> TASK DIRECTIONS
Copy, word for word, the part of the article on the meaning of Europe starting with "Take the 16th" and going on through "and Europeans different.".

━━━ DOCUMENT TEXT ━━━

What is Europe? We’ve been arguing about it for 400 years

Well, it's here somewhere. Image: Google.

It is tempting to regard the history of Europe as a tale of gradually closer union, an evolution now imperilled by the forces of nationalistic populism that have brought Brexit and the growth of far-right political parties across the continent. In reality, the story is not such a neat one – and the meaning of Europe has always been up for debate. The Conversation

Take the 16th century as an example. Back then, Europe as an idea and a marker of identity was becoming more prominent; so much so that, by 1623, English philosopher Francis Bacon could refer to “we Europeans” and the continent was depicted as a queen.

Europe As A Queen, 1570. Image: Wikimedia commons.

The cultural movement of the Renaissance sparked an enthusiasm for all things classical – including the word “Europe”, which may have derived from the Greek name for the goddess Europa. At the same time, the voyages of discovery following Christopher Columbus’s landing in the Americas in 1492 led to a greater knowledge about the world at large. With this came a corresponding deepening of the sense of “us” versus “them”, of what supposedly made Europe and Europeans different.

This identification with people from across the continent had also been spurred by the westward advance of the Ottoman Empire following the fall of Constantinople in 1453. The Reformation and subsequent breakup of the church weakened the idea of Christianity as a unifying badge of identity, and so Europe was able to articulate this growing collective sentiment.

A little used word

Yet some of the major thinkers of the period rarely used the word “Europe”. The term appeared only ten times in the works of writer William Shakespeare, where it was used not with any specific geographical meaning but for rhetorical exaggeration. In the play Henry V the Constable of France assures the Duke of Orleans that his horse “is the best horse of Europe”. And in Henry VI, Part 1 the Duke of Bedford promises that his soldiers’ “bloody deeds shall make all Europe quake”.

It is telling that three of Shakespeare’s ten utterances belong to that master of comic overstatement, Falstaff. In Henry VI, Part II he says: “An I had but a belly of any indifference, I were simply the most active fellow in Europe.” These are not the stirrings of a sense of cultural unity, of Europe as a great civilisation. The word “Europe” as Shakespeare used it is empty of meaning beyond that of a vast expanse.

The French writer Michel de Montaigne. Image: Wikimedia commons.

The term popped up even less in the writing of French philosopher Michel de Montaigne – just once in the 107 chapters that make up his Essays. Montaigne used the word as a geographical marker: recalling the myth of Atlantis, he wrote of the kings of that island extending their “dominion as far into Europe as Tuscany”. Curiously, this sole instance of the term Europe appeared in an essay about the New World, On Cannibals, in which Montaigne wrote about the customs of the Tupinambà people of Brazil. Although he contrasted them with what he calls “us”, he did not use the word Europe in these comparisons.

━━━ GIVEN INFORMATION ━━━

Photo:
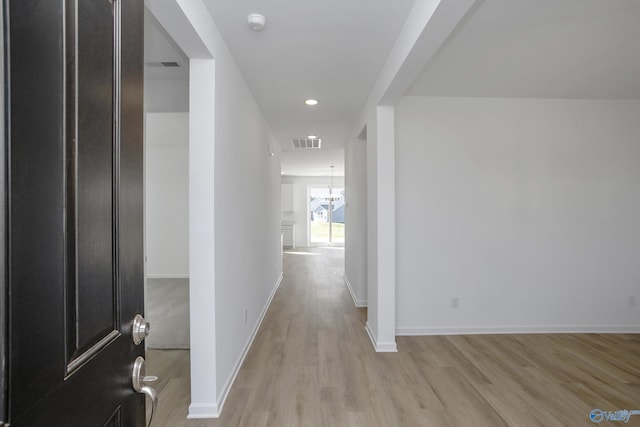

━━━

> REPLY TO THE EXERCISE
Take the 16th century as an example. Back then, Europe as an idea and a marker of identity was becoming more prominent; so much so that, by 1623, English philosopher Francis Bacon could refer to “we Europeans” and the continent was depicted as a queen.

Europe As A Queen, 1570. Image: Wikimedia commons.

The cultural movement of the Renaissance sparked an enthusiasm for all things classical – including the word “Europe”, which may have derived from the Greek name for the goddess Europa. At the same time, the voyages of discovery following Christopher Columbus’s landing in the Americas in 1492 led to a greater knowledge about the world at large. With this came a corresponding deepening of the sense of “us” versus “them”, of what supposedly made Europe and Europeans different.